== EXERCISE BRIEF ==
Write out every entry precisely as given, leaving the pictures out.

***** RECORDS SHOWN

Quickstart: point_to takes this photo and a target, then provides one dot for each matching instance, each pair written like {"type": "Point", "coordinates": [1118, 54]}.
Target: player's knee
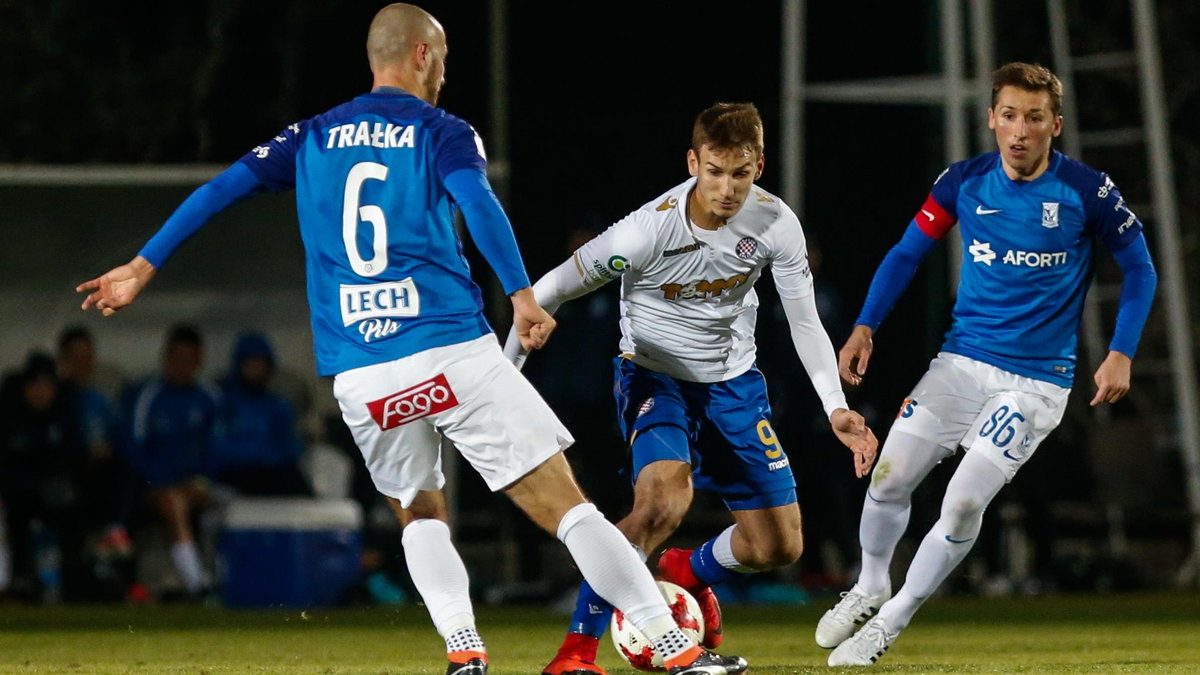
{"type": "Point", "coordinates": [888, 485]}
{"type": "Point", "coordinates": [963, 512]}
{"type": "Point", "coordinates": [661, 512]}
{"type": "Point", "coordinates": [775, 553]}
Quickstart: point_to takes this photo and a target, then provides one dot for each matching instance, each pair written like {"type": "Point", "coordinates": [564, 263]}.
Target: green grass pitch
{"type": "Point", "coordinates": [1141, 633]}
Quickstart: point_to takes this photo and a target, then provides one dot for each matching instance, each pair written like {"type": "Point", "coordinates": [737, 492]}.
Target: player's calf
{"type": "Point", "coordinates": [467, 663]}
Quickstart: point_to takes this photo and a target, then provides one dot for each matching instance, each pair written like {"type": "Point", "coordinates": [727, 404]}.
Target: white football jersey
{"type": "Point", "coordinates": [688, 306]}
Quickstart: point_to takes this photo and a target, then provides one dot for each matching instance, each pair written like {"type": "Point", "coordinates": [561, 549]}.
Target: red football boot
{"type": "Point", "coordinates": [577, 656]}
{"type": "Point", "coordinates": [675, 566]}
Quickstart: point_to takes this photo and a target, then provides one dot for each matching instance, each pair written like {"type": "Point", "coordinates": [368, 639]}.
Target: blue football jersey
{"type": "Point", "coordinates": [385, 272]}
{"type": "Point", "coordinates": [1026, 258]}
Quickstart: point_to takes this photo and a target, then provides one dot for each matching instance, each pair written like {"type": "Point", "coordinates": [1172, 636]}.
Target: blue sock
{"type": "Point", "coordinates": [707, 569]}
{"type": "Point", "coordinates": [592, 613]}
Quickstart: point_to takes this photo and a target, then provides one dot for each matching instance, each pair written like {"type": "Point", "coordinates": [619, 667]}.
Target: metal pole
{"type": "Point", "coordinates": [791, 123]}
{"type": "Point", "coordinates": [1162, 181]}
{"type": "Point", "coordinates": [955, 126]}
{"type": "Point", "coordinates": [982, 33]}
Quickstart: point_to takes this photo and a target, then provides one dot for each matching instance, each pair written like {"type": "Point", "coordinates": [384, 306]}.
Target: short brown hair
{"type": "Point", "coordinates": [729, 126]}
{"type": "Point", "coordinates": [1030, 77]}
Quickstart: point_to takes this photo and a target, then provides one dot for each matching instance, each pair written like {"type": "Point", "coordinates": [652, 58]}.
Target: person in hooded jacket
{"type": "Point", "coordinates": [257, 449]}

**********

== RESULT OF THE EXERCISE ==
Quickstart: point_to takes this photo and a target, then provides one dot for each matching instance, each pair written like {"type": "Point", "coordinates": [1118, 54]}.
Target: player's knee
{"type": "Point", "coordinates": [888, 485]}
{"type": "Point", "coordinates": [963, 512]}
{"type": "Point", "coordinates": [661, 512]}
{"type": "Point", "coordinates": [775, 553]}
Quickstart: point_to takes this photo and a target, then provides one dot for each matching instance, each pair written like {"type": "Point", "coordinates": [564, 263]}.
Target: green grass pitch
{"type": "Point", "coordinates": [1141, 633]}
Quickstart: point_to takes this photo and a target, then provides one dot for each matching instance, each pair written like {"type": "Point", "coordinates": [737, 492]}.
Target: player's calf
{"type": "Point", "coordinates": [467, 663]}
Quickstart: point_to takes this photo and a target, then provides one dot for each matching instance, each pair written like {"type": "Point", "coordinates": [727, 404]}.
Target: white football jersey
{"type": "Point", "coordinates": [688, 306]}
Quickstart: point_to takes this photo and a target, then provides one dot for each matching instance, each pair written like {"type": "Point", "coordinates": [561, 549]}.
Target: red football boot
{"type": "Point", "coordinates": [577, 656]}
{"type": "Point", "coordinates": [675, 566]}
Quickstart: point_to takes this photo and a target, then provides one dot for each matching instance, each pair written like {"type": "Point", "coordinates": [368, 639]}.
Target: blue football jersey
{"type": "Point", "coordinates": [385, 272]}
{"type": "Point", "coordinates": [1026, 258]}
Quickstart: point_to takes this photo and a target, then provides one dot for each matching instance, each pair written like {"type": "Point", "coordinates": [1172, 636]}.
Target: blue sock
{"type": "Point", "coordinates": [707, 569]}
{"type": "Point", "coordinates": [592, 613]}
Quickstart: point_to takes this photo and a target, then provides one dot for each matching instance, each pair written like {"type": "Point", "coordinates": [619, 667]}.
Target: metal pole
{"type": "Point", "coordinates": [791, 123]}
{"type": "Point", "coordinates": [1162, 181]}
{"type": "Point", "coordinates": [955, 126]}
{"type": "Point", "coordinates": [982, 33]}
Quickstart: point_to takes this photo and a target, then provides one dot for each matching instance, each pair written like {"type": "Point", "coordinates": [384, 306]}.
Target: short brown hair
{"type": "Point", "coordinates": [729, 126]}
{"type": "Point", "coordinates": [1030, 77]}
Quickstart: point_to takes this photo and a target, then provides one dot for each matching instance, each pair written like {"type": "Point", "coordinates": [652, 58]}.
Target: person in hooded jacket
{"type": "Point", "coordinates": [257, 449]}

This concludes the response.